Start of Quoted text
Helsinki Regional Transport (HSL/HRT), the public transit authority in the Helsinki region, has undergone a huge transformation in the last few years. When I first moved here and was using public transit to get around, the regional transport network only included Helsinki, Espoo, Vantaa and Kauniainen. If you took the train outside of those municipalities, you travelled in what was Finnish State Rail territory (VR). Several bus companies in surrounding municipalities had their own fee schedules and so on for people travelling to the HSL/HRT region from outlying communities.
That has changed a lot in recent years: expansion of the rail network to Leppävaara (finished long ago!), the development of Kamppi and the mail railway station in Helsinki to accommodate regional bus traffic, the expansion of the rail network to include a direct connection to Lahti, the airport railway network expansion and several municipalities negotiating to join the HSL/HRT network – the most recent of those being Tuusula just a week or so ago.
End of Quoted text
#### Aim 1
How would you translate this sentence from the Helsinki transit text into Spanish: "If you took the train outside of those municipalities, you travelled in what was Finnish State Rail territory (VR)."?
Start of Material to process
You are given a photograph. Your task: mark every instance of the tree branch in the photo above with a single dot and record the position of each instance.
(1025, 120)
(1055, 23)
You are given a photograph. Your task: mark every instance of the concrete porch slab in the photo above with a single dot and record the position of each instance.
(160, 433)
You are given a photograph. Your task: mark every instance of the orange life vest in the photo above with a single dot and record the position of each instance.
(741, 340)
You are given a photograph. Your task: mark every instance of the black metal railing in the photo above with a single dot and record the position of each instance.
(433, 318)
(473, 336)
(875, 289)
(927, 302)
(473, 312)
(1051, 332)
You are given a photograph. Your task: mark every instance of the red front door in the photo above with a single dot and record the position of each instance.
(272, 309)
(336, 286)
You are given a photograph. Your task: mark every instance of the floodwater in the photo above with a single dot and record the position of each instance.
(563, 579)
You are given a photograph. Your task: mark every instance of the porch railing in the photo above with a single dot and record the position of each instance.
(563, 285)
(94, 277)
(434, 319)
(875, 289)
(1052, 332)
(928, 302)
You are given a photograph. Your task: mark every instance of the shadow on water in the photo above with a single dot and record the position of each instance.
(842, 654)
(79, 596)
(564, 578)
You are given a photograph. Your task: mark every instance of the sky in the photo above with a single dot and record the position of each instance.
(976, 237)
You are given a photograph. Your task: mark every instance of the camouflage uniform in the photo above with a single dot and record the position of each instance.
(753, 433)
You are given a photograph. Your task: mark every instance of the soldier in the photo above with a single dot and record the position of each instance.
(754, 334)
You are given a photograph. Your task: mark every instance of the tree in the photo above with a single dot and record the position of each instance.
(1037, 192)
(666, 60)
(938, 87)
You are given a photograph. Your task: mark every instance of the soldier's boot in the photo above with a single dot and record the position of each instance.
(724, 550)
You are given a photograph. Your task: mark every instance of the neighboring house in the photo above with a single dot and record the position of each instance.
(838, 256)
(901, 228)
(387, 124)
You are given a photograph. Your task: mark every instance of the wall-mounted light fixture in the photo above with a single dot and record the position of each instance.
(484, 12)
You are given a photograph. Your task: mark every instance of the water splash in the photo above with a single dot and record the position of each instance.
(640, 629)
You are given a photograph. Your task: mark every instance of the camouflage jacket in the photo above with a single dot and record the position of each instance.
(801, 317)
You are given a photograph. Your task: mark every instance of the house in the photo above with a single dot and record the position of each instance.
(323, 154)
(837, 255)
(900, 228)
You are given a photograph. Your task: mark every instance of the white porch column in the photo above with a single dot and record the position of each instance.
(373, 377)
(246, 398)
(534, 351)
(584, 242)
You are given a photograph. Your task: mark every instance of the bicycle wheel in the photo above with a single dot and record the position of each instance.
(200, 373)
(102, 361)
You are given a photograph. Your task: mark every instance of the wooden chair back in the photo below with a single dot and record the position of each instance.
End of Material to process
#### Aim 2
Write out the source data rows between the line containing "of the bicycle" and the last row of the source data, inclusive, with no changes.

#### Complete answer 1
Si tomabas el tren fuera de esos municipios, viajabas en lo que era territorio de los Ferrocarriles Estatales de Finlandia (VR).

#### Complete answer 2
You are given a photograph. Your task: mark every instance of the bicycle wheel in the photo above with a single dot and record the position of each instance.
(200, 373)
(102, 361)
You are given a photograph. Your task: mark every instance of the wooden chair back in the photo below with a single dot and record the position of each instance.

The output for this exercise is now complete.